** Dataset content follows **

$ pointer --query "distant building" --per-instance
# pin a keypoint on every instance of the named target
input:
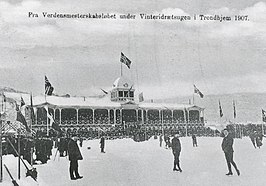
(117, 108)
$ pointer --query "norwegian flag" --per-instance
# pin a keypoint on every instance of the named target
(48, 87)
(125, 60)
(197, 91)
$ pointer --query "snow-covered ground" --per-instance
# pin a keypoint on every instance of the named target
(130, 163)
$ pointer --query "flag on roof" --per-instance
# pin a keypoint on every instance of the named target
(104, 91)
(197, 91)
(4, 97)
(263, 115)
(125, 60)
(22, 102)
(48, 87)
(141, 97)
(51, 121)
(22, 120)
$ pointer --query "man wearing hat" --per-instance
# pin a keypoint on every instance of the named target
(74, 155)
(176, 149)
(227, 146)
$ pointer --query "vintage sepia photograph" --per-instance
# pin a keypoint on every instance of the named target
(132, 93)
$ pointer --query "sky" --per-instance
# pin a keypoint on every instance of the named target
(81, 56)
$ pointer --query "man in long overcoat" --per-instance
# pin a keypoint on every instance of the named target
(176, 149)
(227, 147)
(74, 155)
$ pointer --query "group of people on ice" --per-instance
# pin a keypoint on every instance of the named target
(256, 138)
(227, 148)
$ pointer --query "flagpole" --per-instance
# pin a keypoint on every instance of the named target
(121, 69)
(19, 152)
(1, 156)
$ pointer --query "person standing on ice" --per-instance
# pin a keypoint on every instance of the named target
(102, 142)
(194, 140)
(74, 155)
(176, 149)
(161, 140)
(227, 147)
(252, 138)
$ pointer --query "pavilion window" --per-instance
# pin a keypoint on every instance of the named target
(125, 93)
(131, 94)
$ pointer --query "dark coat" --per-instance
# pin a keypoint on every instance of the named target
(102, 142)
(227, 144)
(176, 145)
(73, 151)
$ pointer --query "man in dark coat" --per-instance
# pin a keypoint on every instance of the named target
(102, 142)
(176, 149)
(74, 155)
(227, 146)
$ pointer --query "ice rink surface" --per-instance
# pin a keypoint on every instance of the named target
(145, 163)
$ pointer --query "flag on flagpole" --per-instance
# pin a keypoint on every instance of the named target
(141, 97)
(32, 115)
(104, 91)
(51, 121)
(234, 107)
(197, 91)
(220, 109)
(48, 87)
(22, 120)
(22, 102)
(263, 115)
(125, 60)
(4, 97)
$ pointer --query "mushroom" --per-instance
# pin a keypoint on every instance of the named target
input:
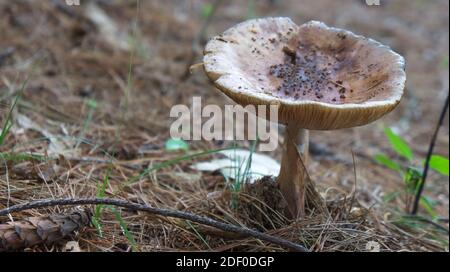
(322, 78)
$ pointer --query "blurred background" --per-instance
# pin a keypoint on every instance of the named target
(109, 71)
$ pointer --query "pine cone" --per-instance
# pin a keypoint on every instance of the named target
(37, 230)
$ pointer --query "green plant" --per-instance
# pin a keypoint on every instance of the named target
(8, 122)
(92, 105)
(101, 189)
(241, 175)
(410, 172)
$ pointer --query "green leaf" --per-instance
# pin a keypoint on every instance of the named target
(413, 178)
(399, 145)
(207, 10)
(439, 164)
(428, 204)
(124, 228)
(444, 63)
(386, 161)
(175, 144)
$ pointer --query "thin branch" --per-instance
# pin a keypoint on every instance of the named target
(427, 161)
(163, 212)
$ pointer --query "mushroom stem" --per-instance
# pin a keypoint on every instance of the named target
(292, 179)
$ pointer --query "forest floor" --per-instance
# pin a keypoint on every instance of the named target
(104, 75)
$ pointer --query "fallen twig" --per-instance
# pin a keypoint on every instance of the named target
(427, 161)
(163, 212)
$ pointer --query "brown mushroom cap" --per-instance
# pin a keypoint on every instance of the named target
(321, 77)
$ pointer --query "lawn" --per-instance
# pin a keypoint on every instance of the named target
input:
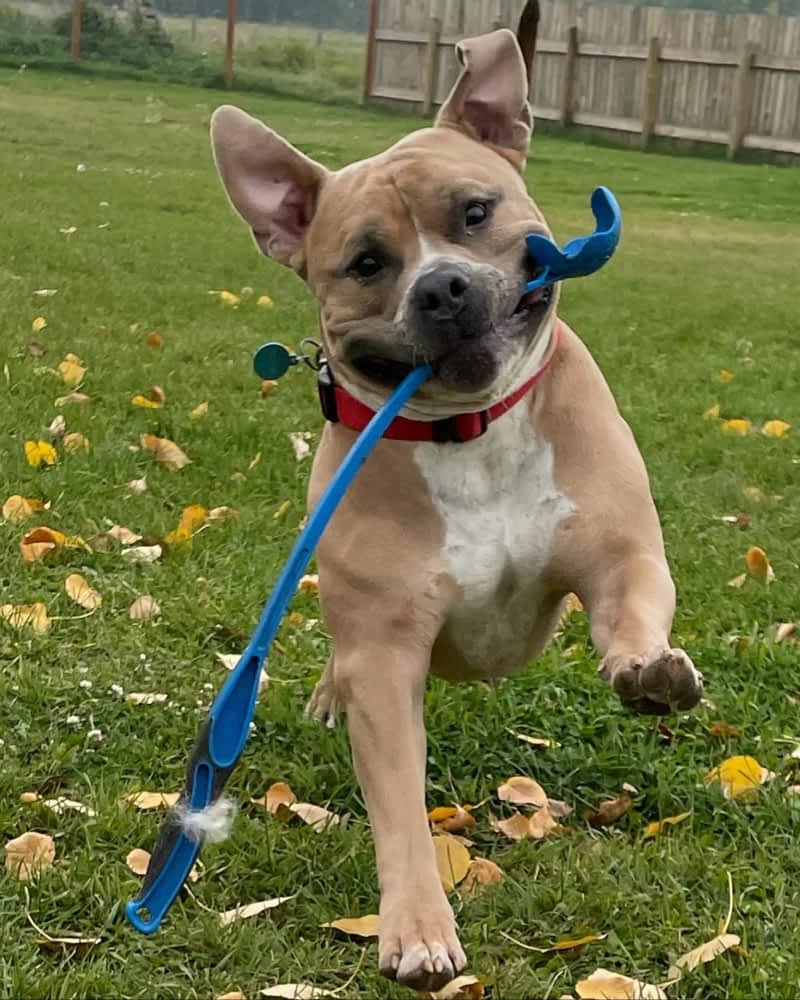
(705, 282)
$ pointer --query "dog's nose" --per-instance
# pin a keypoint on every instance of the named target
(441, 294)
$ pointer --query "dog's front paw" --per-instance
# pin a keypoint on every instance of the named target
(654, 684)
(419, 946)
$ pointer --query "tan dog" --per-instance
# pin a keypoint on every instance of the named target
(445, 556)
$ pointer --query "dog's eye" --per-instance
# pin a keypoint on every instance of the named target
(366, 265)
(476, 213)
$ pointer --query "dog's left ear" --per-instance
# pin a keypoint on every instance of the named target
(490, 100)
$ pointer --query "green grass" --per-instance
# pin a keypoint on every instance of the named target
(706, 279)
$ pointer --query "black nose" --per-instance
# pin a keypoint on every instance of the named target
(441, 294)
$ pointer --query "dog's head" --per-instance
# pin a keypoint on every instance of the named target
(417, 254)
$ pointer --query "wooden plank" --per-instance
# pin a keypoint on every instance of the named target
(652, 89)
(740, 109)
(432, 64)
(566, 97)
(369, 61)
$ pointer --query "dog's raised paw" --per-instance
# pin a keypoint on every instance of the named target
(420, 948)
(655, 684)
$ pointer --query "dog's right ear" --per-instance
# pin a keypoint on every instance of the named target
(272, 185)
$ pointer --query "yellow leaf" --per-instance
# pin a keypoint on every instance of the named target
(522, 791)
(481, 872)
(605, 985)
(29, 854)
(737, 427)
(653, 829)
(152, 800)
(356, 926)
(758, 564)
(40, 453)
(71, 371)
(79, 590)
(250, 910)
(704, 953)
(75, 441)
(452, 860)
(166, 451)
(21, 616)
(144, 607)
(145, 403)
(17, 509)
(775, 428)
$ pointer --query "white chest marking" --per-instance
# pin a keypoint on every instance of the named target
(501, 507)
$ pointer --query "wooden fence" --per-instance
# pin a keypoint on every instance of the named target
(641, 71)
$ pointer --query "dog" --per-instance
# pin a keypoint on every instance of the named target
(509, 481)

** End of Dataset content **

**Work required**
Each line from the beginning of the entries up to and including the one containing "of people on" must be restated exactly. Pictures are to be left out.

**Response below**
$ pointer --query "distant building" --per-instance
# pin a keypoint on every instance of the named target
input:
(117, 108)
$ pointer --query "norwegian flag" --per-instance
# pin a keypoint on every instance of the named target
(48, 87)
(125, 60)
(197, 91)
$ pointer --query "snow-covered ground" --per-instance
# pin a keypoint on every instance of the named target
(130, 163)
$ pointer --query "flag on roof" --per-instance
# pin a keypoint on every instance of the named target
(104, 91)
(197, 91)
(4, 97)
(263, 115)
(125, 60)
(22, 102)
(48, 87)
(141, 97)
(51, 121)
(22, 120)
$ pointer --query "man wearing hat" --per-instance
# pin a keypoint on every instance of the named target
(74, 155)
(176, 149)
(227, 146)
$ pointer --query "vintage sepia photograph" --per-instance
# pin a keypoint on every instance of the named target
(132, 93)
$ pointer --query "sky" --per-instance
# pin a keypoint on every instance of the named target
(81, 56)
$ pointer --query "man in long overcoat" --per-instance
# pin a keypoint on every instance of the named target
(176, 149)
(227, 147)
(74, 155)
$ pointer --query "group of people on ice" --per-instance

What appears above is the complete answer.